_GIVEN REQUEST:_ Edit the part of the listing that opens with the line containing "of the spectator" and closes with the end of the listing, changing "dark hair bun" to "black hair bun" and leaving everything else unchanged. Return only those lines.

_Location labeling records:_
====

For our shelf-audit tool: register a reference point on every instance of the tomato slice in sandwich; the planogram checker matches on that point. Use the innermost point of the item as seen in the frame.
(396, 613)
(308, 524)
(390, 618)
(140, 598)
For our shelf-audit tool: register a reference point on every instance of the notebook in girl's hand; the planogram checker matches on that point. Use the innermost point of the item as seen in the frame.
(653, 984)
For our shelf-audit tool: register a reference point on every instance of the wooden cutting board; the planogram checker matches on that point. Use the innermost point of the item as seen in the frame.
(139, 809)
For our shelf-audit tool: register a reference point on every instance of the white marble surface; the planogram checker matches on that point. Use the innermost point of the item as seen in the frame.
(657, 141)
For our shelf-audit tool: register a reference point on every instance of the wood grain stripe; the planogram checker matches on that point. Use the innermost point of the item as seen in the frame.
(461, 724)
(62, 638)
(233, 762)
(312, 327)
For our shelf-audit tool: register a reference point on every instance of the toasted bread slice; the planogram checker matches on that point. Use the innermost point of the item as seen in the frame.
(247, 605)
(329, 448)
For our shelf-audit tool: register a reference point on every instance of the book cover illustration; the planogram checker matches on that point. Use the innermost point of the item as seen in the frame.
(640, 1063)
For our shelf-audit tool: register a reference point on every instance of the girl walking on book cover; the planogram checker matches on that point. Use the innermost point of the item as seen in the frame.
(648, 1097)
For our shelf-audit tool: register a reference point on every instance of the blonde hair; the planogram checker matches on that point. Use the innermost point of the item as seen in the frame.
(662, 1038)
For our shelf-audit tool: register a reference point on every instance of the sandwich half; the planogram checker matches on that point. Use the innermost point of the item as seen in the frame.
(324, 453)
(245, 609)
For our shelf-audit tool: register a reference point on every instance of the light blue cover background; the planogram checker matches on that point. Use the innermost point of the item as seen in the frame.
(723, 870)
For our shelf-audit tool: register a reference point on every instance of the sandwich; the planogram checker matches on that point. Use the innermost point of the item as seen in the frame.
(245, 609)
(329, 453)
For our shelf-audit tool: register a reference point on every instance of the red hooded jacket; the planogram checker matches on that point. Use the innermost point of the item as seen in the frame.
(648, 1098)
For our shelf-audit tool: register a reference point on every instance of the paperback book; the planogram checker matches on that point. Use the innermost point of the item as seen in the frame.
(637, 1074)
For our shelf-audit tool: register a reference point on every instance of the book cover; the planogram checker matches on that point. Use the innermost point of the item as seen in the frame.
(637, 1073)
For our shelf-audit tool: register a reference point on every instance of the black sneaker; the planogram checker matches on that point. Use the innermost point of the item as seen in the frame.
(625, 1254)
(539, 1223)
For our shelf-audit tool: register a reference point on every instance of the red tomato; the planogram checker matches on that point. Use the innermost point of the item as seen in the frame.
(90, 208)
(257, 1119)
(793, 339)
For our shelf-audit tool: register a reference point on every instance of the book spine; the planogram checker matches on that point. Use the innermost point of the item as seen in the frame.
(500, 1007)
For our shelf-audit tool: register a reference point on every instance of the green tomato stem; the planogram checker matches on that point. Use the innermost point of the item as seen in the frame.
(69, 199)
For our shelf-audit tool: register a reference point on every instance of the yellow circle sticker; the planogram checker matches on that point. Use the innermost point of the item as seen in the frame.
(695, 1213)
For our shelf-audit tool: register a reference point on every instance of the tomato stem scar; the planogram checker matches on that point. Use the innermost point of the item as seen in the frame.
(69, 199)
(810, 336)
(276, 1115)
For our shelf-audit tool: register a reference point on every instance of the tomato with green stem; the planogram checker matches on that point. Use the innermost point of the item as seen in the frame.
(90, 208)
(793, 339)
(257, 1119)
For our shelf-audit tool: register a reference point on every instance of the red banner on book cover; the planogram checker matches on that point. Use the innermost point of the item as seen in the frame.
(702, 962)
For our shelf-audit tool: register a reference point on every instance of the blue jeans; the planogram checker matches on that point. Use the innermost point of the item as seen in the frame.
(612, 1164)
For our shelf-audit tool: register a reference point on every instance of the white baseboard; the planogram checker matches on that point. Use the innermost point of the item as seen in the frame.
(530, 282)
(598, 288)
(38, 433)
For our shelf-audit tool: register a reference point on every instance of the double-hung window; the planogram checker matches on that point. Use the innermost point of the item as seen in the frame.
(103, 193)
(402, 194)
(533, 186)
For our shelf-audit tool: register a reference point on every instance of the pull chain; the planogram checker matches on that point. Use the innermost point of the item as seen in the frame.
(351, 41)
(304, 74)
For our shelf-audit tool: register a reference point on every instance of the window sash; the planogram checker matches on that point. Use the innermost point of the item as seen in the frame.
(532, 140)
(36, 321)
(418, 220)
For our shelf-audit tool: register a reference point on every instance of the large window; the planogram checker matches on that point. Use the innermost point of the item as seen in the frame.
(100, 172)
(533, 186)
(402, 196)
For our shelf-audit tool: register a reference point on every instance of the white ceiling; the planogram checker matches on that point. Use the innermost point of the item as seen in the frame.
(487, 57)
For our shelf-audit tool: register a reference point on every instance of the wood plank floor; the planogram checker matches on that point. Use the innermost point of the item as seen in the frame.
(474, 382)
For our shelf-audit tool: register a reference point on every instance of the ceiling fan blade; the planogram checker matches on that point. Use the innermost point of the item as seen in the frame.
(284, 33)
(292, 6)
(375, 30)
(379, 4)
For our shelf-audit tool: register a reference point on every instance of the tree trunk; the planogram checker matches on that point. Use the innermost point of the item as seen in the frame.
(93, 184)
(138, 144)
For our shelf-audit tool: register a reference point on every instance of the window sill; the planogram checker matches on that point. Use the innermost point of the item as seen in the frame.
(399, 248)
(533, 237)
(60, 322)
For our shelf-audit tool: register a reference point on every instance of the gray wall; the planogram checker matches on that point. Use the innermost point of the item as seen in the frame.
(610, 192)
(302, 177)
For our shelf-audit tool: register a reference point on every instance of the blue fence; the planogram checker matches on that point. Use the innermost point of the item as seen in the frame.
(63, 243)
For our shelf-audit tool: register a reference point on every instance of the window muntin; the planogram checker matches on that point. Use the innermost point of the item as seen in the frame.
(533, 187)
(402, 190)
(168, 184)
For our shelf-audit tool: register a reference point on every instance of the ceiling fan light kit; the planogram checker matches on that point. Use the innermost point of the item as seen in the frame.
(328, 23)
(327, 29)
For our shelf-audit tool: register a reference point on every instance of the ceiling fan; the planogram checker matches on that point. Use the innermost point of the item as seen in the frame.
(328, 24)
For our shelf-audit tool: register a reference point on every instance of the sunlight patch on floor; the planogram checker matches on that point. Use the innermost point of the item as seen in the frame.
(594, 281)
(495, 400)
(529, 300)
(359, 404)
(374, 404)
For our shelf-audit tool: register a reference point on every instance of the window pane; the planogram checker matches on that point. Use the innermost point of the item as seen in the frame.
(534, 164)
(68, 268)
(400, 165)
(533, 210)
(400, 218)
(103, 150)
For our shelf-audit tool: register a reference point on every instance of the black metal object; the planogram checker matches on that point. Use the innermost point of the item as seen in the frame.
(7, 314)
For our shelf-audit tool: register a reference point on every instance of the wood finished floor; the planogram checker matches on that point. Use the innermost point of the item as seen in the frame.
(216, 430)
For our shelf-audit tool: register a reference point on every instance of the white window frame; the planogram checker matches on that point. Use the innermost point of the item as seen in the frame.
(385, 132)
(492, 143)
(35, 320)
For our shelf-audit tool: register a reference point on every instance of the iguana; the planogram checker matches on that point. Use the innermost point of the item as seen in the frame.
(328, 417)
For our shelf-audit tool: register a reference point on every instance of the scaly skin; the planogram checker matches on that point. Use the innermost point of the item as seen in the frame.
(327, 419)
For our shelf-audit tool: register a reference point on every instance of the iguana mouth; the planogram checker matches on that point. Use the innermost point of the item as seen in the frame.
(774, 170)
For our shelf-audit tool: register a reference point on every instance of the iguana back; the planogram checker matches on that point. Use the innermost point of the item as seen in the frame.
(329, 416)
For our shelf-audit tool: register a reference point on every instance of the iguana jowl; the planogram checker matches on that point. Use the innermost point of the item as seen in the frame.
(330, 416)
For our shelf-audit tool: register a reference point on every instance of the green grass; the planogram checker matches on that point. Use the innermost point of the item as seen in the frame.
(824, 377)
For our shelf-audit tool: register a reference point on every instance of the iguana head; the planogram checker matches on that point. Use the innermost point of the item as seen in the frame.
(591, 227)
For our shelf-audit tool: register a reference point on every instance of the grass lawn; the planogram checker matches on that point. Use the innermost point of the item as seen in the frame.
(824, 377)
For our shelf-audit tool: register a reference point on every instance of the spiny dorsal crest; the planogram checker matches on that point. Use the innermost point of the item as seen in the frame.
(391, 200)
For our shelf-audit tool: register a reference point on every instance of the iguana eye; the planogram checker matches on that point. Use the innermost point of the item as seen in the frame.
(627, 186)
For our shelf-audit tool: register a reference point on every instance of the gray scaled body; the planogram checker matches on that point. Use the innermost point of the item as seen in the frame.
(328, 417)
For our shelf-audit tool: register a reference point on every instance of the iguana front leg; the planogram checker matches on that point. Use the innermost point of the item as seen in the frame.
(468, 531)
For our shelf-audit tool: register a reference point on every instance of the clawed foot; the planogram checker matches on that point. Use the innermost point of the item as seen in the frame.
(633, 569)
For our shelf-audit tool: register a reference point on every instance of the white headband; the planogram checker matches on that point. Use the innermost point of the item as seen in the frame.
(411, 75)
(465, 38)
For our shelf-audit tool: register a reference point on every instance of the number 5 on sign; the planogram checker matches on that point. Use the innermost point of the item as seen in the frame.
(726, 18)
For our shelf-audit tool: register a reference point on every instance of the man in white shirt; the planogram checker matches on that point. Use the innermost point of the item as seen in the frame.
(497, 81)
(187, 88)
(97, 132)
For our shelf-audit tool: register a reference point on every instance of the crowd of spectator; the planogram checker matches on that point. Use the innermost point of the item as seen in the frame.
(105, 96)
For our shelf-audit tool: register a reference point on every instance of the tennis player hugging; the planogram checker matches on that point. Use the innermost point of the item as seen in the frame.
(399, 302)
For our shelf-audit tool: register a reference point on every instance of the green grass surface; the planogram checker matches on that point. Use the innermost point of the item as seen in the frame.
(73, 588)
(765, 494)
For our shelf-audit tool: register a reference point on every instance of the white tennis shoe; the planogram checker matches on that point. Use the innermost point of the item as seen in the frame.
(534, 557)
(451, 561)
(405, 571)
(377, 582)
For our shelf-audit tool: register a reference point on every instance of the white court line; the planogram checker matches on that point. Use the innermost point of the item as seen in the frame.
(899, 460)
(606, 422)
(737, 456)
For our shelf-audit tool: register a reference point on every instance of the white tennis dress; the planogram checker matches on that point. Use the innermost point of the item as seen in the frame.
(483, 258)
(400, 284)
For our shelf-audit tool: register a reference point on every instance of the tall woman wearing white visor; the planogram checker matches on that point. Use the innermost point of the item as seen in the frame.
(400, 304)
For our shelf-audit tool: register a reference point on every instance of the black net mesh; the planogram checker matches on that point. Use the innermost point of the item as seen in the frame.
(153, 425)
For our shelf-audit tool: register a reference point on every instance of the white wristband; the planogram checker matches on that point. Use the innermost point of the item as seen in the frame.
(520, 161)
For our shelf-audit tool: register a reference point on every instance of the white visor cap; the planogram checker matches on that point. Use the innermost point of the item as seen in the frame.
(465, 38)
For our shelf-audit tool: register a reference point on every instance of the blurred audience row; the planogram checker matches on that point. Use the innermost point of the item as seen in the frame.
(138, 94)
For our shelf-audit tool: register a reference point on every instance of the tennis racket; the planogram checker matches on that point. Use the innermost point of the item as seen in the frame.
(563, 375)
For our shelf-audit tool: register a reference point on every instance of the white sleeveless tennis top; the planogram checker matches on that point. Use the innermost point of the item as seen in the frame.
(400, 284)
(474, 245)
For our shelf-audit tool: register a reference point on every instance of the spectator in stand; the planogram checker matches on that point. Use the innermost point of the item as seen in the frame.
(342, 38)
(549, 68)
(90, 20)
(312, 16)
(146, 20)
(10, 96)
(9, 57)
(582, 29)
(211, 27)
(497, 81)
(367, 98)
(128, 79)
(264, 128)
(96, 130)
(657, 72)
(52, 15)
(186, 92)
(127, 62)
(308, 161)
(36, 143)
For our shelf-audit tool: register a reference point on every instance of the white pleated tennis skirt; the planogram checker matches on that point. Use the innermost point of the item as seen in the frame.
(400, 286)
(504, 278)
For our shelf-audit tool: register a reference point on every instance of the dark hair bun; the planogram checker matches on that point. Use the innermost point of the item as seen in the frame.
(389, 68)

====

_FINISHED EXERCISE:_
For our shelf-audit tool: register a reference point on every instance of the spectator in stand; the planogram checker matches on that point. Use the innermost point of the item as seen in the frame.
(342, 38)
(549, 68)
(90, 20)
(312, 16)
(146, 20)
(10, 96)
(9, 57)
(582, 29)
(211, 27)
(497, 81)
(367, 98)
(128, 79)
(264, 128)
(96, 130)
(657, 72)
(52, 15)
(186, 92)
(127, 62)
(308, 161)
(36, 143)
For our shelf-audit tool: register a reference point on every instance of the white pleated tennis skirt; the planogram checker matches on that point. Use the innermost point of the item as seen in the frame.
(400, 286)
(504, 278)
For our shelf-audit tool: register a reference point on every instance of the black hair bun; the planogram checker matches on that point. Use the innermost point of the item as seen in the frame.
(389, 68)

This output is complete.